** READING TEXT follows **
Leading article

No child should be going hungry in this day and age

Marcus Rashford has made a huge contribution to the wellbeing of disadvantaged children, however it should not have taken the intervention of a sports star for the government to ensure kids do not go hungry over the summer.

The premiership footballer has performed a valuable public service by highlighting the issue of free school meals and the gap that exists when schools are on holiday.

The problem of food poverty has been exacerbated by the coronavirus pandemic, with thousands of people left without work or on reduced wages, having to apply for universal credit and generally struggling to make ends meet.

In such circumstances, as families try to stretch their very limited income to cover essential bills, it is the food shop that often gets hit first.

For many of us, it is unthinkable that some parents and their children are being forced to skip meals and have little or nothing in their cupboards.

Yet, we only have to listen to the accounts of those running food banks who paint a disturbing picture of ever increasing demand.

These organisations do an incredible job but the fact that families are relying on charity and voluntary groups for food in the 21st century is quite shocking.

Boris Johnson has performed a U-turn on providing food vouchers for kids over the summer but it should not have to take a high profile footballer to effectively shame the government into doing what is right.
** End of READING TEXT **
** INPUT DATA follows **
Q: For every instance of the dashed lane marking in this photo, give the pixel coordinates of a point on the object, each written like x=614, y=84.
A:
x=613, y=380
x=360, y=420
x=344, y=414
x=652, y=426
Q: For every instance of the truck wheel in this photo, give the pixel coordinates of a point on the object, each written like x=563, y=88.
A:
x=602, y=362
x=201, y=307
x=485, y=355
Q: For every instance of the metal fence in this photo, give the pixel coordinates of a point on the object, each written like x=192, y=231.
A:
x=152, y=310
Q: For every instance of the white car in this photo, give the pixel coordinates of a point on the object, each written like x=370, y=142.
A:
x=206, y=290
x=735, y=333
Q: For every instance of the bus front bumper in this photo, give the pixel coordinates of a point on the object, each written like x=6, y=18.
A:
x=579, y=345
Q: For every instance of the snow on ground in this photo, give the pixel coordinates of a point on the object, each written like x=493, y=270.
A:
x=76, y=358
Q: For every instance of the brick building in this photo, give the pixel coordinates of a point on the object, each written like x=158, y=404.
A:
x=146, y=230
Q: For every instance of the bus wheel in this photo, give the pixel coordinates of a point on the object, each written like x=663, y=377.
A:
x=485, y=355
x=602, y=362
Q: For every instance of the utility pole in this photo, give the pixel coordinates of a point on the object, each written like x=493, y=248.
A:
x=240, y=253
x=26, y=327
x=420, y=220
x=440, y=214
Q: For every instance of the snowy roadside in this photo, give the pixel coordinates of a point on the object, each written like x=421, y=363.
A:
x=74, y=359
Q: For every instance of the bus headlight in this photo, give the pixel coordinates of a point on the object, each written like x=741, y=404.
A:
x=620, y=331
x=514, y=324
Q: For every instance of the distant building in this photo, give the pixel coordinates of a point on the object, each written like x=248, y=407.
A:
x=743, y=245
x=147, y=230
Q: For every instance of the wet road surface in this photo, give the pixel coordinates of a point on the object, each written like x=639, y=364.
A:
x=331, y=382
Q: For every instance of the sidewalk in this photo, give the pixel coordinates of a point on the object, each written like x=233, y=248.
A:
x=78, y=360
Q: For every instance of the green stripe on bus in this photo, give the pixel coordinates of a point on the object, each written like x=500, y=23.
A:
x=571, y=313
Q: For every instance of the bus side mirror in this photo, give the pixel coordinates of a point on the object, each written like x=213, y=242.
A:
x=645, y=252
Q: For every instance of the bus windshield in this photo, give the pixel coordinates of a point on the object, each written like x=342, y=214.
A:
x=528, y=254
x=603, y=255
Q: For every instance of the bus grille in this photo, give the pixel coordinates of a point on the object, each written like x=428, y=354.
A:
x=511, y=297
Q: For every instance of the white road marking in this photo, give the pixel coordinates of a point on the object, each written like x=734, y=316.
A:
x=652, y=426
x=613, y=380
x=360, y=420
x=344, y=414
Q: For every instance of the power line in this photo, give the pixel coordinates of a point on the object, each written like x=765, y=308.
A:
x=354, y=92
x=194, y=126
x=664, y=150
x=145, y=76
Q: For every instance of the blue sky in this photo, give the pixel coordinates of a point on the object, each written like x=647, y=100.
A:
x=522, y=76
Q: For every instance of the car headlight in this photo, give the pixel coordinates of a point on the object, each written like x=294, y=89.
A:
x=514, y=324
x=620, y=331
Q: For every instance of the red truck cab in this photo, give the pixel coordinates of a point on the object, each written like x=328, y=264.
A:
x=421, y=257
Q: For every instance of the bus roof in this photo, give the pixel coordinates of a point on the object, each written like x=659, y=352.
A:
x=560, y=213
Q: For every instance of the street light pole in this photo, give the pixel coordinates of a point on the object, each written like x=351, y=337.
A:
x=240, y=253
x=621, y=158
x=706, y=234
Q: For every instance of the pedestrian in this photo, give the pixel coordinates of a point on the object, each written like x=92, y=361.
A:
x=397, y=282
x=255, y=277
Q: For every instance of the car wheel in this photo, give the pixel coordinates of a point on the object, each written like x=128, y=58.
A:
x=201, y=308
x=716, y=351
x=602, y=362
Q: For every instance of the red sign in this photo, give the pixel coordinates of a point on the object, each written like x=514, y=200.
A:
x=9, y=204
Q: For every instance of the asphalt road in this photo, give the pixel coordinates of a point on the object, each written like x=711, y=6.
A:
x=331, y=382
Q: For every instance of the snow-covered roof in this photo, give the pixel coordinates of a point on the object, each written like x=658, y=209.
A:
** End of INPUT DATA **
## EXERCISE SET:
**1)** Reproduce the editorial on child hunger from "No child should" to "over the summer.", putting "celebrity" in place of "sports star".
**2)** According to the editorial on child hunger, what is often hit first when families try to stretch a very limited income to cover essential bills?
**3)** Pick up the editorial on child hunger right after its final sentence and keep writing it.

## OUTPUTS BY TASK:
**1)**
No child should be going hungry in this day and age

Marcus Rashford has made a huge contribution to the wellbeing of disadvantaged children, however it should not have taken the intervention of a celebrity for the government to ensure kids do not go hungry over the summer.

**2)** The food shop.

**3)**
Not for the first time, Mr Johnson's administration has been exposed as tone deaf, out of touch and lacking understanding of the real world problems affecting many citizens.

The Scotland and Wales devolved administrations were ahead of Mr Johnson on this matter and Stormont is now catching up, with efforts being made to find the money needed.

There were suggestions yesterday that Westminster might provide additional funding, which would be very welcome.

Hopefully, the cash will be found but Marcus Rashford has made it clear that government needs to go further, pointing out that poverty is a year-round problem.

He is absolutely right and the reality is that the need for healthy, nutritious food does not disappear as soon as the term ends and the school gates shut.

A number of local political representatives have called for so-called 'holiday hunger' to be properly addressed and this needs to be made a priority for government.

No child should be going hungry in this day and age.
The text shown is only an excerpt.